--- Texto del ejercicio ---
-.-.-

Teniendo en cuenta el texto en su contexto, es menester señalar que el capítulo 22 de Mateo se haya en el marco de la sección en la que se anuncia la próxima venida del Reino de los Cielos. Es decir, el evangelio de hoy hace parte del anuncio del Reino como presencia y acción de Dios.
Esta mañana, vemos como Jesús responde al cuestionamiento que proviene de los fariseos quienes mantienen conflictos extremadamente significativos con Jesús. Dichos conflictos tienen raíz en su autocomprensión de ser perfectos en el cumplimiento de la Ley; su soberbia radicaba en el hacer y el hacer bien según las normas de la religión, pero más que normas de la religión, los preceptos derivados de la interpretación de la Ley. Para ello, sustituían la radicalidad de lo que llamamos “los mandamientos” por normativas cargadas de artilugios que aseguraban el cumplimiento de éstos. A la vez, la perfección del hacer de los fariseos generaba un mecanismo de “selección”; ellos eran perfectos por el cumplimiento de las normas “humanas” que devenían de la Ley y ello les daba la “autoridad” para evaluar las palabras y las acciones de Jesús. Por demás, cabe recordar que el judaísmo asumió y consideró, así como otras regiones de Asia, la regla de oro: “No hagas a los otros lo que no quieres que te hagan a ti” (Rabbí Hallel, 60 a.C – 1 d.C).
En nuestro texto, el protagonista es un fariseo quien además era doctor de la Ley, es decir, en él se sintetizan los dos “orgullos religiosos” que enfrenta Jesús: el que hace todo perfectamente y el que sabe todo perfectamente. Estos dos orgullos imposibilitan el corazón y la vida para reconocer en la persona de Jesús de Nazareth la presencia y la acción de Dios mediante el cumplimiento de sus promesas.

-.-.-

Datos registrados

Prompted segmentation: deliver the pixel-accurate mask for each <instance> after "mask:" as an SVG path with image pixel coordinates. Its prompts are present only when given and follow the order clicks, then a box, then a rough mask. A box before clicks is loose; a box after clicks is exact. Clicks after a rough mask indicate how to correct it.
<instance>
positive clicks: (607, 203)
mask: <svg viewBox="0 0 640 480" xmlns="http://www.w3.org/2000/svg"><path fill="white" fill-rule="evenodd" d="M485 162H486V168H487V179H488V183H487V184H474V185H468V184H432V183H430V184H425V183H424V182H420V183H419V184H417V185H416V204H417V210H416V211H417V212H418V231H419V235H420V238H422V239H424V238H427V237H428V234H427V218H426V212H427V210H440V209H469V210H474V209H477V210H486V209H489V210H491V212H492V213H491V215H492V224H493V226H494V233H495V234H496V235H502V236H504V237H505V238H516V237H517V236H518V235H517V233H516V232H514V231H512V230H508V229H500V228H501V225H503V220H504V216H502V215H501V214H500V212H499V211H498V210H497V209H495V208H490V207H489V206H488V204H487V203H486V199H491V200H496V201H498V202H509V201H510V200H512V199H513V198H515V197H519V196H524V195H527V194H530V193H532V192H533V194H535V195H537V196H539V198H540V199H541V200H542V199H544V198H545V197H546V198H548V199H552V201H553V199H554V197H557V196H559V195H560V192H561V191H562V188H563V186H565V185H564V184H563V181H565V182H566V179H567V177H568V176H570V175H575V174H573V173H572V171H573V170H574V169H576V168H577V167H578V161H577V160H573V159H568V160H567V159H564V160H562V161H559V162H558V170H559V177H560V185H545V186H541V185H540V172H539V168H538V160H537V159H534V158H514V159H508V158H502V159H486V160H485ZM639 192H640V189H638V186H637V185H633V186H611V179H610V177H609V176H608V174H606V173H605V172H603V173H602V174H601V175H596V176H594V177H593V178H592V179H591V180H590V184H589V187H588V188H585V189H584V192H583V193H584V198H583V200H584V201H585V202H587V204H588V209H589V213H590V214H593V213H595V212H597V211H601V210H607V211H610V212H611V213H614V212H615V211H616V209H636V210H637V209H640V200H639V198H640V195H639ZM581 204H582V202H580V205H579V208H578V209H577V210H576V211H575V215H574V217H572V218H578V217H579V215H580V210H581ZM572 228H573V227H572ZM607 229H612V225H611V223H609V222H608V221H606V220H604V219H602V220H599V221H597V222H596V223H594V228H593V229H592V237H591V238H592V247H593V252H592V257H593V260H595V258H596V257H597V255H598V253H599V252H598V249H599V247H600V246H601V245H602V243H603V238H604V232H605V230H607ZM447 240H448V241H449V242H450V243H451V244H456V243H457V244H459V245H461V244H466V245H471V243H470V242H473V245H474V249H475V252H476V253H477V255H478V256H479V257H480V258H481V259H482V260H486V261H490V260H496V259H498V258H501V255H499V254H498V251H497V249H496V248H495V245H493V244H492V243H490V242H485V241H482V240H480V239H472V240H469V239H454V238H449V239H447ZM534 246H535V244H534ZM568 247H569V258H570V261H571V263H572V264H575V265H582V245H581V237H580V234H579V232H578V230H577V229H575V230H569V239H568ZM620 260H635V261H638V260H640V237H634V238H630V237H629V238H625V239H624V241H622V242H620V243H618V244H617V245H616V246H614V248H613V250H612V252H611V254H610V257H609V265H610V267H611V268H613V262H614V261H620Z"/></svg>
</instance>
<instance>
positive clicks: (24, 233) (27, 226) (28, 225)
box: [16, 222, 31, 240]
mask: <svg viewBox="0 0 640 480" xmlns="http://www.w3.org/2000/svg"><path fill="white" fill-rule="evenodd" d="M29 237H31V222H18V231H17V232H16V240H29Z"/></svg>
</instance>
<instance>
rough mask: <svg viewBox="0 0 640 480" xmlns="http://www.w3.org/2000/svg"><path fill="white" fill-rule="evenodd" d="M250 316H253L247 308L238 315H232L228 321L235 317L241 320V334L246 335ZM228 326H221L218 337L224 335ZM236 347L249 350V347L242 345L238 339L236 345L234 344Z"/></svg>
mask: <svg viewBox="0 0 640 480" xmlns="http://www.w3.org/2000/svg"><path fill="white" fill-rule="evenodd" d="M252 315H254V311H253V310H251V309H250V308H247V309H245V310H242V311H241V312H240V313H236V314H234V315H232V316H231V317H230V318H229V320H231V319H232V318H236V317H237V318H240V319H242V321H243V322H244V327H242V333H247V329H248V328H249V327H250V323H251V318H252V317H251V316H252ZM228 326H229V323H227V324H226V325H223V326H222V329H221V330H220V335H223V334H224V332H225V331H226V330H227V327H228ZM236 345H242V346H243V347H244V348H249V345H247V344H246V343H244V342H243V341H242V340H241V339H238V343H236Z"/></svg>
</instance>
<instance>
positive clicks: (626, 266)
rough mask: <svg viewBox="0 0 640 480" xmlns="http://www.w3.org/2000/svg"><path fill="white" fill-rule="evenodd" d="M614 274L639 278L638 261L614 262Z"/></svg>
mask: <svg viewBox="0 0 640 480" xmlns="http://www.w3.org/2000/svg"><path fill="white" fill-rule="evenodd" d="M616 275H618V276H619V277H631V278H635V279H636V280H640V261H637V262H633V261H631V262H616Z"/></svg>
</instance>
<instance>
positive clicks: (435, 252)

-.-.-

--- Problemas por resolver ---
**a.** Responde a estas preguntas sobre el texto del ejercicio:
(i) ¿En el marco de qué sección se ubica el capítulo 22 de Mateo?
(ii) ¿A quién se atribuye la regla de oro citada?
(iii) ¿Qué dos condiciones reúne el protagonista del texto comentado?
**b.** Indica si cada afirmación concuerda con el texto del ejercicio y cita las palabras que lo deciden:
(i) Los fariseos reemplazaban la radicalidad de los mandamientos por normativas.
(ii) El protagonista del texto comentado es un saduceo.
(iii) La perfección del hacer de los fariseos generaba un mecanismo de selección.

--- Respuestas ---
**a.**
(i) En la sección en la que se anuncia la próxima venida del Reino de los Cielos.
(ii) A Rabbí Hallel.
(iii) Es fariseo y además doctor de la Ley.

**b.**
(i) Sí: «sustituían la radicalidad de lo que llamamos “los mandamientos” por normativas cargadas de artilugios que aseguraban el cumplimiento de éstos».
(ii) No: «el protagonista es un fariseo quien además era doctor de la Ley».
(iii) Sí: «la perfección del hacer de los fariseos generaba un mecanismo de “selección”».